> [INSTRUCTION] Your task is to write out the lines from the line containing "Where can you find the cable?" through the last line of the material, exactly.

== DATA ENTRIES

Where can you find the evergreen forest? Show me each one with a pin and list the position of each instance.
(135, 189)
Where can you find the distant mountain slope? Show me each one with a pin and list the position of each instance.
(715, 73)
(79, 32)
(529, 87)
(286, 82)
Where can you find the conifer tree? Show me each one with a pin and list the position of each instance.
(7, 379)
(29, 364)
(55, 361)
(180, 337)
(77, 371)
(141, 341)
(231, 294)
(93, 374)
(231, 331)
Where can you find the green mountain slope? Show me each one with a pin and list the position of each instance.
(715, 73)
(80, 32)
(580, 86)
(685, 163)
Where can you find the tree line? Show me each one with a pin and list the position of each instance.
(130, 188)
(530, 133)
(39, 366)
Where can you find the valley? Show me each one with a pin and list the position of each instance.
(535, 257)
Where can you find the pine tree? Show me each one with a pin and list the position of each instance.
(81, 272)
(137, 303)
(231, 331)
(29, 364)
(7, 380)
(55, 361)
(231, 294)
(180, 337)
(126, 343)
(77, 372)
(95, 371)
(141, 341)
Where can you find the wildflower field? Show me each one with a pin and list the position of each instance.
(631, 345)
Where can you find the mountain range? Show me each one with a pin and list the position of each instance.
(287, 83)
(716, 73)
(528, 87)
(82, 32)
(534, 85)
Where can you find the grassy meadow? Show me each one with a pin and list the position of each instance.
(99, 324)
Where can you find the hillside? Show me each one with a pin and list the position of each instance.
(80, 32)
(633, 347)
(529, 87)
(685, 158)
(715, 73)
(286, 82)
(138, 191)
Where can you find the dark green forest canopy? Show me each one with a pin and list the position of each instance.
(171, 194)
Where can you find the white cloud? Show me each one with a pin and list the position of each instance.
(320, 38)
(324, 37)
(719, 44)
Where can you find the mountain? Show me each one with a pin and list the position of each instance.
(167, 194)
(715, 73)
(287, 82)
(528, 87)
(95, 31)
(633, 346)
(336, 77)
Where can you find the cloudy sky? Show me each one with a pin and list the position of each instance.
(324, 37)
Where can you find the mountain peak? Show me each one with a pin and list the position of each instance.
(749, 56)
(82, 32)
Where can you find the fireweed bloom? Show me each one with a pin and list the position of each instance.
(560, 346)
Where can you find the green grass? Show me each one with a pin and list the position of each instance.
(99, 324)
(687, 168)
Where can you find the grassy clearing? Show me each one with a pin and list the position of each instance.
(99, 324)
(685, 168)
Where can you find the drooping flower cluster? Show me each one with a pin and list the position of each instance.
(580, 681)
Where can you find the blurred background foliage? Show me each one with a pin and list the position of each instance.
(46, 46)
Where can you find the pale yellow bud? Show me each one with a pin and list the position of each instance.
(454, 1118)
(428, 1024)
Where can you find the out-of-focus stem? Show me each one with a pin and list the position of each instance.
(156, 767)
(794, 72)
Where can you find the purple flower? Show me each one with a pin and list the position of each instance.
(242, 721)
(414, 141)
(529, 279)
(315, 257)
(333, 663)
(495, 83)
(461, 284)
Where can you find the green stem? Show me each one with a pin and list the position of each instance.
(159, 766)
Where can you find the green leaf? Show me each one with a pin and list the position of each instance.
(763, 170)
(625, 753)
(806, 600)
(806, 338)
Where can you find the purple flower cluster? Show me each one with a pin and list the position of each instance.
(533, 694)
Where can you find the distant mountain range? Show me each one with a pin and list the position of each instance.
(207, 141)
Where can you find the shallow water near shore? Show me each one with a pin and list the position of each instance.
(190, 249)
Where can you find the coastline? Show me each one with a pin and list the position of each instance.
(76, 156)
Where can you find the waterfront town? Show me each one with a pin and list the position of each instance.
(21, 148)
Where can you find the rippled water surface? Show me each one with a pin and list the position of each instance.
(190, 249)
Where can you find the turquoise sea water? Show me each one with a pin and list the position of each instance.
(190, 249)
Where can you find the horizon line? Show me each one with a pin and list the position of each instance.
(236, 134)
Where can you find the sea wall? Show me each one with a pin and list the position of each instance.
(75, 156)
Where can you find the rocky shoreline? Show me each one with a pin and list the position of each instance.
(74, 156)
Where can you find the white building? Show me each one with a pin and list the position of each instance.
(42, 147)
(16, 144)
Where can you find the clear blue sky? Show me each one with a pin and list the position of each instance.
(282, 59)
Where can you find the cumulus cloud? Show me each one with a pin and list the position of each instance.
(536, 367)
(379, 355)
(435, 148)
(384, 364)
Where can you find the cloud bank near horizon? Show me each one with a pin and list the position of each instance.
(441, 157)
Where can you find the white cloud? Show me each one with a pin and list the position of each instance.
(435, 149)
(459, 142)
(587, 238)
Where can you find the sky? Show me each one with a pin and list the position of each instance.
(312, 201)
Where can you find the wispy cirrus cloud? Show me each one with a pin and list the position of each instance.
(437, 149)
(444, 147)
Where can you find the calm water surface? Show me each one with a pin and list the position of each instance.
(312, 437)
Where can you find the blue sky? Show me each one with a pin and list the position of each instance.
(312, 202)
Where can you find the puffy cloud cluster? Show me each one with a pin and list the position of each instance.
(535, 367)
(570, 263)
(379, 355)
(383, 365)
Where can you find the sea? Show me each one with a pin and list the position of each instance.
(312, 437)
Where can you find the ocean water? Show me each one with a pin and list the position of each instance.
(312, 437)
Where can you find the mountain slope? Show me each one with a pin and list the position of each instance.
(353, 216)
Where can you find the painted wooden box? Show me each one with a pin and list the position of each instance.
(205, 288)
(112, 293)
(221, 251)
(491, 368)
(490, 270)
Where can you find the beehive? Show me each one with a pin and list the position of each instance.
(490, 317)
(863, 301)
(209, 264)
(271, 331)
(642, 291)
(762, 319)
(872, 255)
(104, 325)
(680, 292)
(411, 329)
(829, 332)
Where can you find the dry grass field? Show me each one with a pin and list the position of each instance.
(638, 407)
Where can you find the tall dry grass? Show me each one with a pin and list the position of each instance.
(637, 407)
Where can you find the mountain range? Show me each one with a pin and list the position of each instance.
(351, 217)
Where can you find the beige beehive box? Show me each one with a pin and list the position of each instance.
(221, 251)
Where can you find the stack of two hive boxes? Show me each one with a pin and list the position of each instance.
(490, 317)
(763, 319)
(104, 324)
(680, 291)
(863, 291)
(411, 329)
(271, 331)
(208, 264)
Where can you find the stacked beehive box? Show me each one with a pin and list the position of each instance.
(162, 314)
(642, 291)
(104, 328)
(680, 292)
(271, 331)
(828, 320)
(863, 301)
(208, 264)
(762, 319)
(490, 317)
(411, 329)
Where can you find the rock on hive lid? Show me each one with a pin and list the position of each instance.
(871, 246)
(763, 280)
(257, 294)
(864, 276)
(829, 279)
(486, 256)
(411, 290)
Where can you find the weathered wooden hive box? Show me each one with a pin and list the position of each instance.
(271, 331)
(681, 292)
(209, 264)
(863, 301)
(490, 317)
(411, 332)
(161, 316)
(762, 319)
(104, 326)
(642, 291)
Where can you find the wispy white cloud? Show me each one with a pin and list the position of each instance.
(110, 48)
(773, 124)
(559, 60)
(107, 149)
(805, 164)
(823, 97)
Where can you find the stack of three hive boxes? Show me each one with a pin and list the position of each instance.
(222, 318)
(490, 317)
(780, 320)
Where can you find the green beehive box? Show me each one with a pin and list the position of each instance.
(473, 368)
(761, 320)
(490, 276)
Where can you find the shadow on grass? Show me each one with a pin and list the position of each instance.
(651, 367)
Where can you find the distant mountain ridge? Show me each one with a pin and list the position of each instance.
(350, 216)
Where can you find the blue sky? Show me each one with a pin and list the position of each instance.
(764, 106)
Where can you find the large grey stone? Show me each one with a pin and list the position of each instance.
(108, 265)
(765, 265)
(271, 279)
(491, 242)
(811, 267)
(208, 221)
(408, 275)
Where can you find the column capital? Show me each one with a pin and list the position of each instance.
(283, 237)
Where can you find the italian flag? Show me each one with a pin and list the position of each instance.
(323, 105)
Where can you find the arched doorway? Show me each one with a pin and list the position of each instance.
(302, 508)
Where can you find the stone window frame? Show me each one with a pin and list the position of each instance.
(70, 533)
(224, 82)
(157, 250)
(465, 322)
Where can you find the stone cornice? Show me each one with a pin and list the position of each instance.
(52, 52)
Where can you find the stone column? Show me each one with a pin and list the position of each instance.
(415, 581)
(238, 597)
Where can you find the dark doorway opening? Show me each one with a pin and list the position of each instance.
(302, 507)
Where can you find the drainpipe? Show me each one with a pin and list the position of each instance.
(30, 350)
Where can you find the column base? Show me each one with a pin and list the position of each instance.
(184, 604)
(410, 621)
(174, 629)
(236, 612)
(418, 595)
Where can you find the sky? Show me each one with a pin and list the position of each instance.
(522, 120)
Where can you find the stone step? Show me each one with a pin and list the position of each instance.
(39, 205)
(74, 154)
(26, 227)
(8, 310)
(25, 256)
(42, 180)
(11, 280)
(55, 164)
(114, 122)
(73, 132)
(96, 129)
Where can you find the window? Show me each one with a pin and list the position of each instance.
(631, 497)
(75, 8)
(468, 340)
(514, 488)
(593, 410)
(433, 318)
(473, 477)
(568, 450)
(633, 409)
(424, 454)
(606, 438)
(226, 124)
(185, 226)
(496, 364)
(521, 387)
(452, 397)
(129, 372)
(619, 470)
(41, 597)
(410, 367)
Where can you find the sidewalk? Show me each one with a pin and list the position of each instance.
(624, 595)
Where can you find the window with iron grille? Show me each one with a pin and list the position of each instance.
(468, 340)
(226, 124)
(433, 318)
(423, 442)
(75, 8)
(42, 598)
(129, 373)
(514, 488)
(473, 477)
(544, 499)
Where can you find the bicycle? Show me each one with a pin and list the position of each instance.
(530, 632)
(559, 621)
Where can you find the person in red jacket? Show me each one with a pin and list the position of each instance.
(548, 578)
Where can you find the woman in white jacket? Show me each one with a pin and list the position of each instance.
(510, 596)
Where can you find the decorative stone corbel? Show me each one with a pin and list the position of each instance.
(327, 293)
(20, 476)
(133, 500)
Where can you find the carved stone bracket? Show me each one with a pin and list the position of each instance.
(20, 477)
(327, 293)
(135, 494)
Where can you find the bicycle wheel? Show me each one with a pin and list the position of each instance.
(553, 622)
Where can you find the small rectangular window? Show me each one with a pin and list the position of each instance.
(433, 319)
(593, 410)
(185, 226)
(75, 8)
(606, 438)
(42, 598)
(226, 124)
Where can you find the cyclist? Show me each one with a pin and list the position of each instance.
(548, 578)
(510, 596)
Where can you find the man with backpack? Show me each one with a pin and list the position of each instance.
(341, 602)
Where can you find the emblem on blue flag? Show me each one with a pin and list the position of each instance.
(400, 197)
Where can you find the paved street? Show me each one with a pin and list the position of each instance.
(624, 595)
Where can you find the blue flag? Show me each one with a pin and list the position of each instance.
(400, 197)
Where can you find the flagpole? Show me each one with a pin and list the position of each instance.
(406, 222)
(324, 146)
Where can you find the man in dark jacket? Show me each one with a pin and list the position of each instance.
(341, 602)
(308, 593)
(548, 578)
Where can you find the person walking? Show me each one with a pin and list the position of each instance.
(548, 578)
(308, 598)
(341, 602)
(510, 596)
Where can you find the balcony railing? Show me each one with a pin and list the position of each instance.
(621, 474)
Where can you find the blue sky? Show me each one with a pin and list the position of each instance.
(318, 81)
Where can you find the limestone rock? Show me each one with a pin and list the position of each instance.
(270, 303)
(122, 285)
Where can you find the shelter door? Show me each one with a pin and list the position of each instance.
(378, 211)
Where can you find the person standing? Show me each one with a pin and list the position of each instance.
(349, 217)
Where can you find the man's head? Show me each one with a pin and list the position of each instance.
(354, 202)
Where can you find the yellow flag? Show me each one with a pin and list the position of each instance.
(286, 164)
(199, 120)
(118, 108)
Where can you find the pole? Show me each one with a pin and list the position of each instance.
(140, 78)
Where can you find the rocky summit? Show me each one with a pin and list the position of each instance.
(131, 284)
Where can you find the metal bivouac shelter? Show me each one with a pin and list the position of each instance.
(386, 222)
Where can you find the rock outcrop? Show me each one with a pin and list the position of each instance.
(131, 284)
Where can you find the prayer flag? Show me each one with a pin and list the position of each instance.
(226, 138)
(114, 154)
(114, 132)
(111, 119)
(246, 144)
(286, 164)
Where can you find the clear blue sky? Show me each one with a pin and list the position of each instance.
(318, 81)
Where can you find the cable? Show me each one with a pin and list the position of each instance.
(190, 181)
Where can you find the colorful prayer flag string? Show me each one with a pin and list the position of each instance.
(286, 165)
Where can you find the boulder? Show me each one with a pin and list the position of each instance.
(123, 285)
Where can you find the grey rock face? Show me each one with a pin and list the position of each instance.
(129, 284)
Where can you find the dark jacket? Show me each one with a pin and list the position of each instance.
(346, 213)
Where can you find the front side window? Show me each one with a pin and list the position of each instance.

====

> [FINISHED ANSWER]
Where can you find the cable? Show me each one with a pin and list the position of each instance.
(190, 181)
Where can you find the colorful prayer flag string? Show me each one with a pin and list the position of each instance.
(286, 165)
Where can you find the boulder? Show me each one with a pin and list the position of each instance.
(123, 285)
Where can you find the grey rock face? Show me each one with a pin and list the position of each instance.
(129, 284)
Where can you find the dark jacket? Show me each one with a pin and list the position of each instance.
(346, 213)
Where can you find the front side window? Show me each one with a pin and list the position of each instance.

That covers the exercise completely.